* **INPUT MATERIAL**:
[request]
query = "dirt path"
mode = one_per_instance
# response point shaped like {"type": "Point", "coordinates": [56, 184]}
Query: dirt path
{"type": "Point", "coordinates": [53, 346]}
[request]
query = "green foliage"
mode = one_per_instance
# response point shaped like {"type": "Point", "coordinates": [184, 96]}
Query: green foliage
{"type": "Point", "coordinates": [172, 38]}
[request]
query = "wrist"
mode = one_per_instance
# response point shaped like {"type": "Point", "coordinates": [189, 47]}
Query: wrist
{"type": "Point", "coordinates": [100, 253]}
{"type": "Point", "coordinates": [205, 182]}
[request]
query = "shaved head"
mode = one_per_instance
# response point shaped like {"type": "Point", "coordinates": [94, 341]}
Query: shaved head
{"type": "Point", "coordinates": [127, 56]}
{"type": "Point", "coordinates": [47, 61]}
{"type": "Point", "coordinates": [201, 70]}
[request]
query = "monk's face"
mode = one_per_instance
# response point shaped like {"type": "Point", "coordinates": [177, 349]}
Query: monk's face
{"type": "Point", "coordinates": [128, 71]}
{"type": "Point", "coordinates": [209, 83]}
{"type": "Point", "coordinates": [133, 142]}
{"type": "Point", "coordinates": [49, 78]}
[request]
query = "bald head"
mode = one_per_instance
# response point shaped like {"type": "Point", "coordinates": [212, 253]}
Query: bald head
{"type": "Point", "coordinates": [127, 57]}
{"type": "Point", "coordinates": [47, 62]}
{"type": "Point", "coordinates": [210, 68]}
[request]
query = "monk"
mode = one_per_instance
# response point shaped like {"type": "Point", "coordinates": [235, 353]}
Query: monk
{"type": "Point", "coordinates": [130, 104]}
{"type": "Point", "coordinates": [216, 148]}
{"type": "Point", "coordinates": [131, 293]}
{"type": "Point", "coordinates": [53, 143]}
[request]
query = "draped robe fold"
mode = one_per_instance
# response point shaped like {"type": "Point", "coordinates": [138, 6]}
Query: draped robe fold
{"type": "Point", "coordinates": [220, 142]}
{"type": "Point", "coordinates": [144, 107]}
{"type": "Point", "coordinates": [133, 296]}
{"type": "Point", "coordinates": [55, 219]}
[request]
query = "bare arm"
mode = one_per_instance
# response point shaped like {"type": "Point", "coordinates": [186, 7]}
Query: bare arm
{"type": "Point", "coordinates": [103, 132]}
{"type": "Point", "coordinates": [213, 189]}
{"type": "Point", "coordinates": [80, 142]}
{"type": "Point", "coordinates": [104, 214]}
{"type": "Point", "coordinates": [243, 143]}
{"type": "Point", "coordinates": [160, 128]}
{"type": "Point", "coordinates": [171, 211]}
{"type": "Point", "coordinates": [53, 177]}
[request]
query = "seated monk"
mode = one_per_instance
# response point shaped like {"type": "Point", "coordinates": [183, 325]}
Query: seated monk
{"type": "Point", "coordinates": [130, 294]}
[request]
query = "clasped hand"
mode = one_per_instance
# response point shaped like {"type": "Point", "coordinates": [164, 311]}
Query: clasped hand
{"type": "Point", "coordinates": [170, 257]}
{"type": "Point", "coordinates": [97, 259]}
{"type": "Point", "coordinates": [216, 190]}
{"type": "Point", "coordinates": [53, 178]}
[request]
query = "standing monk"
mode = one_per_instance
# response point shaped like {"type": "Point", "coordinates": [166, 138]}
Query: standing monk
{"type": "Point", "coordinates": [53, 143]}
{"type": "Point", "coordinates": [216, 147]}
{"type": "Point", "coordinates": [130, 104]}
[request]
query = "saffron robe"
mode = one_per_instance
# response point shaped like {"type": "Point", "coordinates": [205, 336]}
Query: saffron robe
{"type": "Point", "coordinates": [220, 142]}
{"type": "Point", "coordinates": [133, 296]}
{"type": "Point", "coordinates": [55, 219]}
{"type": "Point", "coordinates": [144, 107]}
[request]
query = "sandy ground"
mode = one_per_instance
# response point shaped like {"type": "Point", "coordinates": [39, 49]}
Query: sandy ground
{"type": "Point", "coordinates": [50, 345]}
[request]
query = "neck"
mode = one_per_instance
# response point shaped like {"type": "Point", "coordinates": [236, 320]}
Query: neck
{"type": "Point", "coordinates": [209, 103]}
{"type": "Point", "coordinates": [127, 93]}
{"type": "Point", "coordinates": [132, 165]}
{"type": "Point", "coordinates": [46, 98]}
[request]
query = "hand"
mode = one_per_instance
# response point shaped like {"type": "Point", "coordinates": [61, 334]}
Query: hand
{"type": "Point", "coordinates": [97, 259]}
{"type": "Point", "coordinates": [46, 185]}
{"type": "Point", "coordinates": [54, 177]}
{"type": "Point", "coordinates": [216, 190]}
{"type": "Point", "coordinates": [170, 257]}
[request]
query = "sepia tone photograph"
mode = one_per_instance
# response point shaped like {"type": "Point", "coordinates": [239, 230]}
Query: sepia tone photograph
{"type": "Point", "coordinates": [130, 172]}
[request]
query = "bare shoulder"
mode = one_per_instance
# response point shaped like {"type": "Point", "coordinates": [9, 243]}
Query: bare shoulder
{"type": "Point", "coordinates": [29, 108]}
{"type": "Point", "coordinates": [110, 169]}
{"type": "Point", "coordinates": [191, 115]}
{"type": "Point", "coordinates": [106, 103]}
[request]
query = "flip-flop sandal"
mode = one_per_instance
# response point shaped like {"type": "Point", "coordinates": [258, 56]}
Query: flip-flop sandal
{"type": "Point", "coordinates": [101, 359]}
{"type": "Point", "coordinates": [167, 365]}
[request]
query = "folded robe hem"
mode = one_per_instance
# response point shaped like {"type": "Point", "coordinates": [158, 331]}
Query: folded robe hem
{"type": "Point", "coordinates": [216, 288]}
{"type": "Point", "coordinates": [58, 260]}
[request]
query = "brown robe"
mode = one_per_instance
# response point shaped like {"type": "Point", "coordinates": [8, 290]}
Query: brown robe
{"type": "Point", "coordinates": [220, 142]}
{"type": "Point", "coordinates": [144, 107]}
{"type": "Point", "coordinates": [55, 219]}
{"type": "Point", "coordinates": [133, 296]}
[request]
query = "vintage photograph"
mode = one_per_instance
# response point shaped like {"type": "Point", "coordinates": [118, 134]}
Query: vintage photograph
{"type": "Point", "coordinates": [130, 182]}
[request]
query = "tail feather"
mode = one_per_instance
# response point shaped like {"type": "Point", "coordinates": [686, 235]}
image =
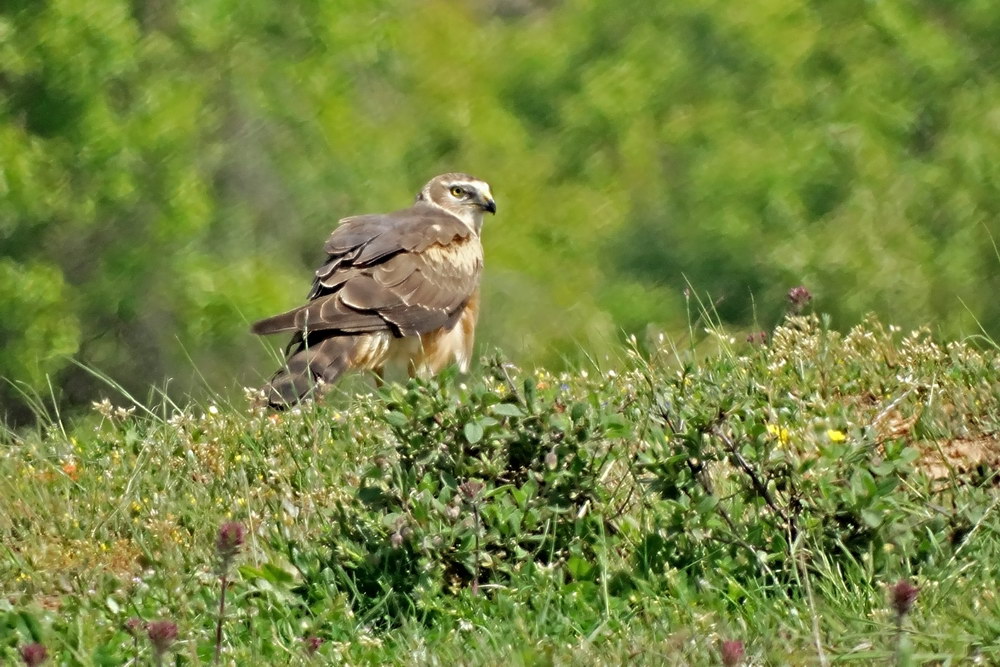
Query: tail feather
{"type": "Point", "coordinates": [324, 360]}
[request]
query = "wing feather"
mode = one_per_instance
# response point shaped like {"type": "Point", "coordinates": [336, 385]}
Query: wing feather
{"type": "Point", "coordinates": [408, 272]}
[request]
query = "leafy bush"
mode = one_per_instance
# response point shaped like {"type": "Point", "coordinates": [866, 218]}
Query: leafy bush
{"type": "Point", "coordinates": [761, 460]}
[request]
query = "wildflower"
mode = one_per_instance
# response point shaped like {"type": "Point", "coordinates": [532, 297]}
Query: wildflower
{"type": "Point", "coordinates": [836, 435]}
{"type": "Point", "coordinates": [70, 469]}
{"type": "Point", "coordinates": [313, 644]}
{"type": "Point", "coordinates": [779, 432]}
{"type": "Point", "coordinates": [798, 297]}
{"type": "Point", "coordinates": [732, 652]}
{"type": "Point", "coordinates": [902, 595]}
{"type": "Point", "coordinates": [33, 654]}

* **YOUR TASK**:
Without including the pictures, reproduce all entries exactly.

* **SOLUTION**:
[request]
query = "dirt path"
mode = one_per_instance
# response point shaped like {"type": "Point", "coordinates": [56, 184]}
Query: dirt path
{"type": "Point", "coordinates": [53, 346]}
[request]
query = "green foliage"
mode = one_per_instance
# response point shaped like {"type": "Point", "coordinates": [184, 96]}
Query: green foliage
{"type": "Point", "coordinates": [172, 38]}
[request]
query = "wrist"
mode = one_per_instance
# response point shaped like {"type": "Point", "coordinates": [189, 47]}
Query: wrist
{"type": "Point", "coordinates": [100, 253]}
{"type": "Point", "coordinates": [205, 182]}
[request]
query = "shaved head"
mode = one_per_instance
# response point shaped like {"type": "Point", "coordinates": [94, 341]}
Query: shaved head
{"type": "Point", "coordinates": [127, 56]}
{"type": "Point", "coordinates": [47, 61]}
{"type": "Point", "coordinates": [201, 70]}
[request]
query = "monk's face"
mode = one_per_instance
# response point shaped like {"type": "Point", "coordinates": [177, 349]}
Query: monk's face
{"type": "Point", "coordinates": [128, 71]}
{"type": "Point", "coordinates": [209, 83]}
{"type": "Point", "coordinates": [133, 142]}
{"type": "Point", "coordinates": [49, 78]}
[request]
query = "bald head"
mode = one_per_instance
# response point shaped like {"type": "Point", "coordinates": [212, 253]}
Query: bald head
{"type": "Point", "coordinates": [127, 57]}
{"type": "Point", "coordinates": [47, 62]}
{"type": "Point", "coordinates": [210, 68]}
[request]
query = "monk"
mode = one_per_instance
# response point shaped like {"type": "Point", "coordinates": [235, 353]}
Query: monk
{"type": "Point", "coordinates": [130, 104]}
{"type": "Point", "coordinates": [216, 148]}
{"type": "Point", "coordinates": [131, 293]}
{"type": "Point", "coordinates": [53, 143]}
[request]
query = "draped robe fold"
mode = one_per_instance
# response point shaped like {"type": "Point", "coordinates": [138, 6]}
Query: draped robe fold
{"type": "Point", "coordinates": [220, 142]}
{"type": "Point", "coordinates": [144, 107]}
{"type": "Point", "coordinates": [133, 296]}
{"type": "Point", "coordinates": [55, 219]}
[request]
query = "bare arm"
mode = one_per_instance
# response point shaped like {"type": "Point", "coordinates": [186, 7]}
Query: bare arm
{"type": "Point", "coordinates": [103, 132]}
{"type": "Point", "coordinates": [213, 189]}
{"type": "Point", "coordinates": [80, 142]}
{"type": "Point", "coordinates": [104, 214]}
{"type": "Point", "coordinates": [243, 143]}
{"type": "Point", "coordinates": [160, 128]}
{"type": "Point", "coordinates": [171, 211]}
{"type": "Point", "coordinates": [53, 177]}
[request]
query = "seated monk"
mode = one_per_instance
# response point shaped like {"type": "Point", "coordinates": [183, 325]}
Query: seated monk
{"type": "Point", "coordinates": [130, 294]}
[request]
query = "clasped hand"
mode = one_per_instance
# response point shaped like {"type": "Point", "coordinates": [164, 311]}
Query: clasped hand
{"type": "Point", "coordinates": [170, 257]}
{"type": "Point", "coordinates": [97, 259]}
{"type": "Point", "coordinates": [216, 190]}
{"type": "Point", "coordinates": [53, 178]}
[request]
query = "standing monk"
mode = one_per_instance
# response point shaped like {"type": "Point", "coordinates": [166, 138]}
Query: standing monk
{"type": "Point", "coordinates": [53, 143]}
{"type": "Point", "coordinates": [216, 147]}
{"type": "Point", "coordinates": [130, 104]}
[request]
query = "saffron robe"
mode = one_per_instance
# response point shaped like {"type": "Point", "coordinates": [205, 336]}
Query: saffron robe
{"type": "Point", "coordinates": [220, 142]}
{"type": "Point", "coordinates": [133, 296]}
{"type": "Point", "coordinates": [55, 219]}
{"type": "Point", "coordinates": [144, 107]}
[request]
query = "sandy ground"
mode = one_per_instance
# response point shaped like {"type": "Point", "coordinates": [39, 49]}
Query: sandy ground
{"type": "Point", "coordinates": [50, 345]}
[request]
query = "neck"
mode = one_per_instance
# response point shaped like {"type": "Point", "coordinates": [236, 320]}
Query: neck
{"type": "Point", "coordinates": [209, 103]}
{"type": "Point", "coordinates": [127, 93]}
{"type": "Point", "coordinates": [132, 165]}
{"type": "Point", "coordinates": [46, 98]}
[request]
query = "hand"
mode = one_per_instance
# response point shaped like {"type": "Point", "coordinates": [61, 334]}
Query: hand
{"type": "Point", "coordinates": [97, 259]}
{"type": "Point", "coordinates": [46, 185]}
{"type": "Point", "coordinates": [54, 177]}
{"type": "Point", "coordinates": [216, 190]}
{"type": "Point", "coordinates": [170, 257]}
[request]
query = "sepia tone photograph"
mode = one_per_instance
# response point shaped like {"type": "Point", "coordinates": [239, 230]}
Query: sepia tone photograph
{"type": "Point", "coordinates": [130, 172]}
[request]
query = "bare shoulder"
mode = one_per_instance
# response point shaped like {"type": "Point", "coordinates": [9, 243]}
Query: bare shoulder
{"type": "Point", "coordinates": [29, 108]}
{"type": "Point", "coordinates": [110, 169]}
{"type": "Point", "coordinates": [191, 115]}
{"type": "Point", "coordinates": [106, 103]}
[request]
query = "flip-flop sandal"
mode = one_per_instance
# response point shaped like {"type": "Point", "coordinates": [258, 56]}
Query: flip-flop sandal
{"type": "Point", "coordinates": [101, 359]}
{"type": "Point", "coordinates": [167, 365]}
[request]
query = "folded robe hem"
mode = one_per_instance
# response point shaped like {"type": "Point", "coordinates": [158, 331]}
Query: folded robe hem
{"type": "Point", "coordinates": [216, 288]}
{"type": "Point", "coordinates": [58, 260]}
[request]
query = "brown robe"
mode = one_per_instance
# response point shaped like {"type": "Point", "coordinates": [8, 290]}
Query: brown robe
{"type": "Point", "coordinates": [220, 142]}
{"type": "Point", "coordinates": [144, 107]}
{"type": "Point", "coordinates": [55, 219]}
{"type": "Point", "coordinates": [133, 296]}
[request]
query = "vintage photograph"
mode = one_per_instance
# response point shaped like {"type": "Point", "coordinates": [118, 134]}
Query: vintage photograph
{"type": "Point", "coordinates": [130, 182]}
[request]
query = "tail feather"
mode = one_per_instance
# response point shaped like {"type": "Point", "coordinates": [686, 235]}
image =
Query: tail feather
{"type": "Point", "coordinates": [324, 360]}
[request]
query = "wing feather"
mode = one_per_instance
# response point shaped like {"type": "Point", "coordinates": [336, 385]}
Query: wing feather
{"type": "Point", "coordinates": [408, 272]}
[request]
query = "leafy bush"
mode = one_per_instance
# response point shaped like {"type": "Point", "coordinates": [866, 218]}
Query: leafy bush
{"type": "Point", "coordinates": [761, 460]}
[request]
query = "wildflower"
mode = one_per_instance
# response point shaped like {"type": "Point", "coordinates": [532, 297]}
Query: wildflower
{"type": "Point", "coordinates": [836, 435]}
{"type": "Point", "coordinates": [70, 469]}
{"type": "Point", "coordinates": [313, 644]}
{"type": "Point", "coordinates": [779, 432]}
{"type": "Point", "coordinates": [798, 297]}
{"type": "Point", "coordinates": [732, 652]}
{"type": "Point", "coordinates": [902, 595]}
{"type": "Point", "coordinates": [33, 654]}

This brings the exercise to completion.